** START OF DATASET EXCERPTS **
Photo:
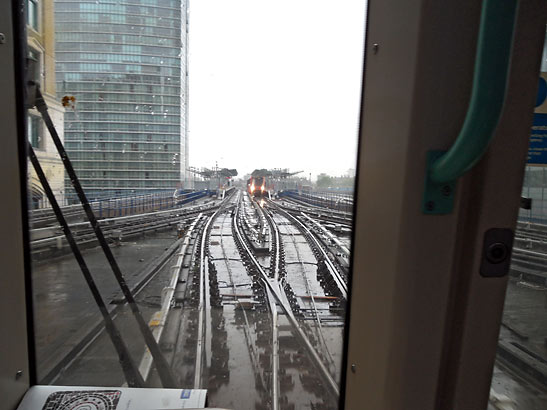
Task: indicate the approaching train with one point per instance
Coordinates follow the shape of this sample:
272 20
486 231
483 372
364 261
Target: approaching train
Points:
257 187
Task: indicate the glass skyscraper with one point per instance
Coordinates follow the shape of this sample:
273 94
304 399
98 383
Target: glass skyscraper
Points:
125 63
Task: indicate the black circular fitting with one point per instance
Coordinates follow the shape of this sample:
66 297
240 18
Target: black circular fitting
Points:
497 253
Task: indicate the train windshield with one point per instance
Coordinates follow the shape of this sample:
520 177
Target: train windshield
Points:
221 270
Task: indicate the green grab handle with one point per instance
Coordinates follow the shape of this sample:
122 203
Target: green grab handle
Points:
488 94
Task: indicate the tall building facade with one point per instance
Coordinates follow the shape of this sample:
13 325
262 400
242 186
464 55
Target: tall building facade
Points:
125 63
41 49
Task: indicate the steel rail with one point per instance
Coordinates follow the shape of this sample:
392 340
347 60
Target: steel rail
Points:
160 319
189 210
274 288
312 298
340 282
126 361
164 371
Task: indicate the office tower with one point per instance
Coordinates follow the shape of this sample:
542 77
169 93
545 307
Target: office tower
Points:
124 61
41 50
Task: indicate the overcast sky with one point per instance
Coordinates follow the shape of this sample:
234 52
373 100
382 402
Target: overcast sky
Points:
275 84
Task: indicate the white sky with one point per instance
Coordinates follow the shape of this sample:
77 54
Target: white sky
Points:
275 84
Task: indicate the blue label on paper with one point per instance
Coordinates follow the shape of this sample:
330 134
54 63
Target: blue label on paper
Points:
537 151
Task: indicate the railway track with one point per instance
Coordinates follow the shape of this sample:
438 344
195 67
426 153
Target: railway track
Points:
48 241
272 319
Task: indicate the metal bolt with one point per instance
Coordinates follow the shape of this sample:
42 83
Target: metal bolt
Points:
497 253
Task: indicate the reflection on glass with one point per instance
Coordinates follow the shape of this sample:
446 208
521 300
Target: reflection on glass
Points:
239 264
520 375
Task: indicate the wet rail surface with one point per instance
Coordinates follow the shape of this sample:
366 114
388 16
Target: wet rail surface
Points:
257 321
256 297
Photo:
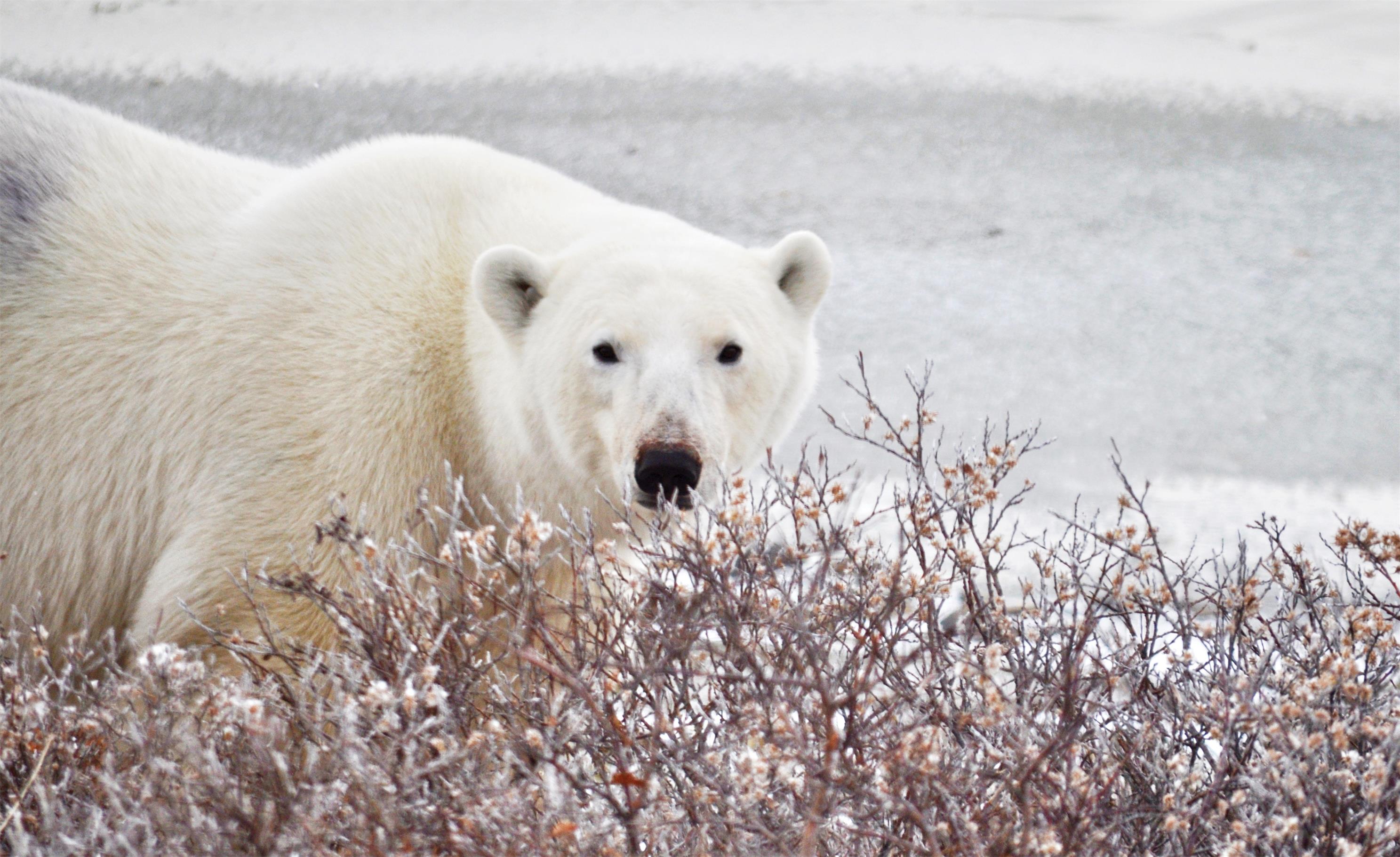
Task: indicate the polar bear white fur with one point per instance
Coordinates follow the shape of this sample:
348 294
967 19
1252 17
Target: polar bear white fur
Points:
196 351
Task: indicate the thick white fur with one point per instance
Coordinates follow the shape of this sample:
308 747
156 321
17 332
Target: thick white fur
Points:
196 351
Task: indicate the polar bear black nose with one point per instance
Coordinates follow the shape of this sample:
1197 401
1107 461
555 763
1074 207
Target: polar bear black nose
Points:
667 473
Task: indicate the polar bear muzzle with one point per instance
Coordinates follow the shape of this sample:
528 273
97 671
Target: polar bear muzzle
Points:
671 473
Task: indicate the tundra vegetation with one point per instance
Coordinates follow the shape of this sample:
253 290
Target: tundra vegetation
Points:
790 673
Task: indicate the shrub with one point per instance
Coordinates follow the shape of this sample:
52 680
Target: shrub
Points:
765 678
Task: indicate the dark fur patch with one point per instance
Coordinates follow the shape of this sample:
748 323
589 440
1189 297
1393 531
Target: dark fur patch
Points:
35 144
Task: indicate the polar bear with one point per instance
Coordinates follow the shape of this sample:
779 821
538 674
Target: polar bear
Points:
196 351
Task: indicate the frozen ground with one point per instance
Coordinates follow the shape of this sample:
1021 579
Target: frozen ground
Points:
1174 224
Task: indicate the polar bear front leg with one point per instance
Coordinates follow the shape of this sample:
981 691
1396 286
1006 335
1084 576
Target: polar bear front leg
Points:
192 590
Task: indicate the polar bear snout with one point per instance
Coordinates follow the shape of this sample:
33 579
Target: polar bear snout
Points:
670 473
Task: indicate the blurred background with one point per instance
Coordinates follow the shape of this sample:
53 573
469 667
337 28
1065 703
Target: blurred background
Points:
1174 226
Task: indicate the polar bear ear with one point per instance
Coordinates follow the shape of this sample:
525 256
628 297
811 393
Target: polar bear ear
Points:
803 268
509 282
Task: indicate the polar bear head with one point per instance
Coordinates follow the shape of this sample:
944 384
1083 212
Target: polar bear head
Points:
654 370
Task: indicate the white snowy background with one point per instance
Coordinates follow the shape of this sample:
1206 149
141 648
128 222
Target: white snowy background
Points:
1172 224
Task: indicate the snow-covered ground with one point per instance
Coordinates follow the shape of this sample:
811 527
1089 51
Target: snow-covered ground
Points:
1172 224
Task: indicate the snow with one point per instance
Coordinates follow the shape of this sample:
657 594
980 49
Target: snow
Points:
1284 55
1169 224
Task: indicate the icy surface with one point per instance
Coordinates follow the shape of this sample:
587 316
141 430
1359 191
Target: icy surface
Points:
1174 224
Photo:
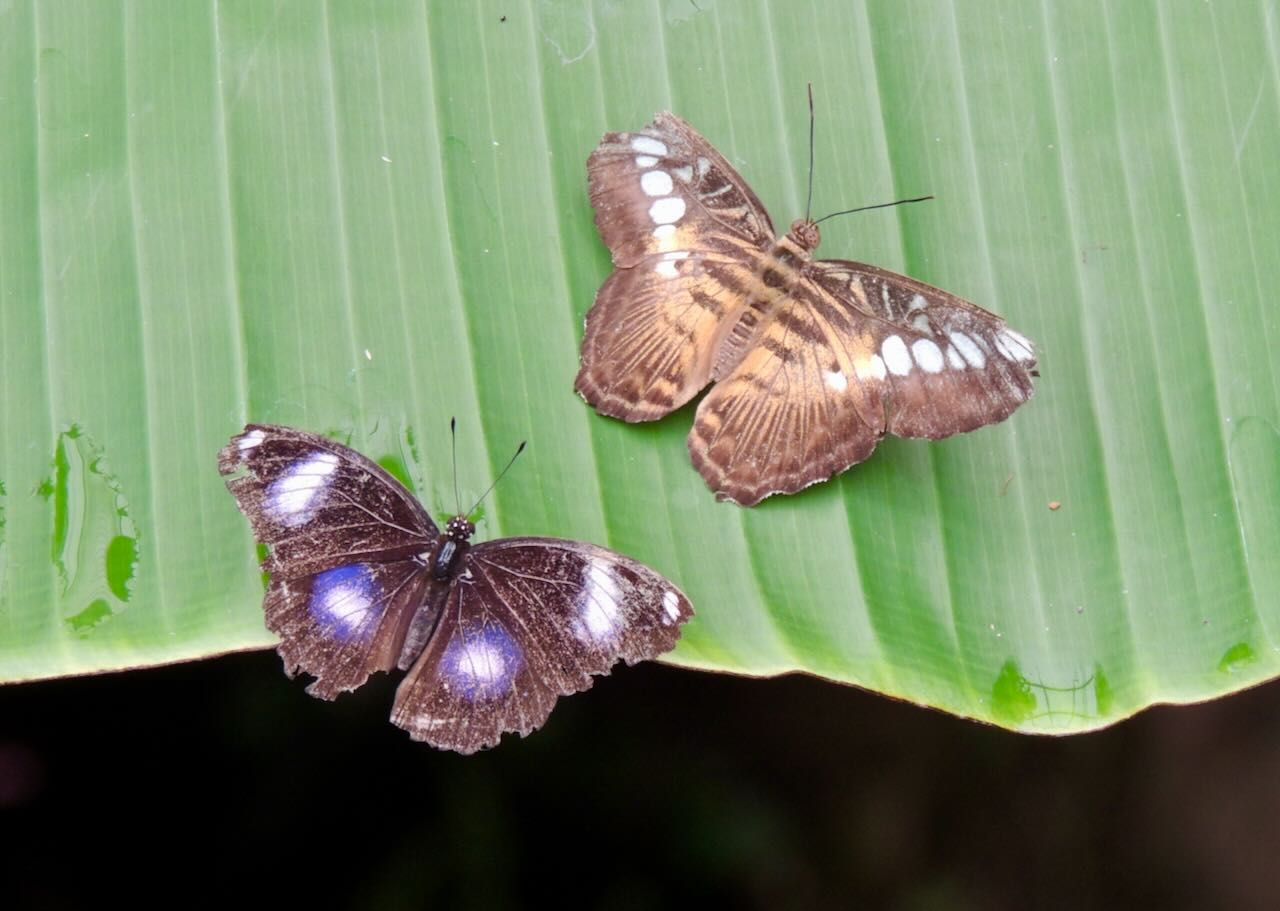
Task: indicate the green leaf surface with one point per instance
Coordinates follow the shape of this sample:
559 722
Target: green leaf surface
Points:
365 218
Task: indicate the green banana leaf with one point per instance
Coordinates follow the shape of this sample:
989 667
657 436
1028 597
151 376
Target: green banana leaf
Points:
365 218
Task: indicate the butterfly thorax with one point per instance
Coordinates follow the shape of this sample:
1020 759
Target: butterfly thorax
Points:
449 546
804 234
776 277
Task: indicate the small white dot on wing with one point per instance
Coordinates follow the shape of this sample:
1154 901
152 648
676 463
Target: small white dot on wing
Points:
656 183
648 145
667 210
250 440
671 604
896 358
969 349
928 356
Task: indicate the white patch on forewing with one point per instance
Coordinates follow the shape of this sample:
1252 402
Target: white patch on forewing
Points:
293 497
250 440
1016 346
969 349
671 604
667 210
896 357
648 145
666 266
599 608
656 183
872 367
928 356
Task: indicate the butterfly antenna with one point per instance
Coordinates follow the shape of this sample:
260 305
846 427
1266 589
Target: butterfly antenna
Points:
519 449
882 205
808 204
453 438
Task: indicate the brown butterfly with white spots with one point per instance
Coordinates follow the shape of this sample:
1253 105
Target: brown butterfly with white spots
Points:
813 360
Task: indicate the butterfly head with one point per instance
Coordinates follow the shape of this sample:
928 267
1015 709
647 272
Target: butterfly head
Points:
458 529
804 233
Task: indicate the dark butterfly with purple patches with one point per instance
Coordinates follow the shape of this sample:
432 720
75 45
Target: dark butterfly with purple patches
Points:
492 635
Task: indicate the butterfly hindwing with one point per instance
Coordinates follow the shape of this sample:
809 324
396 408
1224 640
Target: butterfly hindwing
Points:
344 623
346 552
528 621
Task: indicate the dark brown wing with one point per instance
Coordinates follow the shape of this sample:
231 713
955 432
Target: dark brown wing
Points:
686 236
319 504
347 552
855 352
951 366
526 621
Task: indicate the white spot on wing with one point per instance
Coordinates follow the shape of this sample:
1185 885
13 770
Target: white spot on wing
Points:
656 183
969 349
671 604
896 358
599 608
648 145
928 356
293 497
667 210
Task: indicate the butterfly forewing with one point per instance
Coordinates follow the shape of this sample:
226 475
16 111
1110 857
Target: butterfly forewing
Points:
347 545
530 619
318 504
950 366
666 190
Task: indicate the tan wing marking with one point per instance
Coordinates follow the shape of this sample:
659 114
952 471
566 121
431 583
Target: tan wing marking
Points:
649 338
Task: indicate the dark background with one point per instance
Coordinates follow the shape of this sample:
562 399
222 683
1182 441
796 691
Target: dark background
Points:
** END OF DATASET EXCERPTS **
▶ _WRITTEN PROBLEM_: Output, unchanged, the lines from the line with "Task: indicate the white spot" through the final line of the material.

▶ _EXERCISE SOLUTION_:
Task: indicate the white spot on wing with one point per instance
Coordinates follow the shape of this sample:
1185 885
13 770
Target: white spot on wing
Points:
656 183
969 349
671 604
896 358
599 608
648 145
928 356
293 497
667 210
Task: indicate the butterfly forewing with one point per instance
Coordinates follow the shape of this sample:
226 475
16 111
1110 857
Target: butterfly forewing
Points:
347 545
530 619
318 504
950 366
666 190
Task: indicate the tan wing marking with one point per instance
Coordinates follow the shape of this sample:
659 114
952 471
566 121
431 583
Target: tan wing marking
Points:
649 338
Task: indicate the dark background with one point per instance
Coordinates follow the shape of this sample:
562 399
222 683
1182 441
796 691
Target: dark background
Points:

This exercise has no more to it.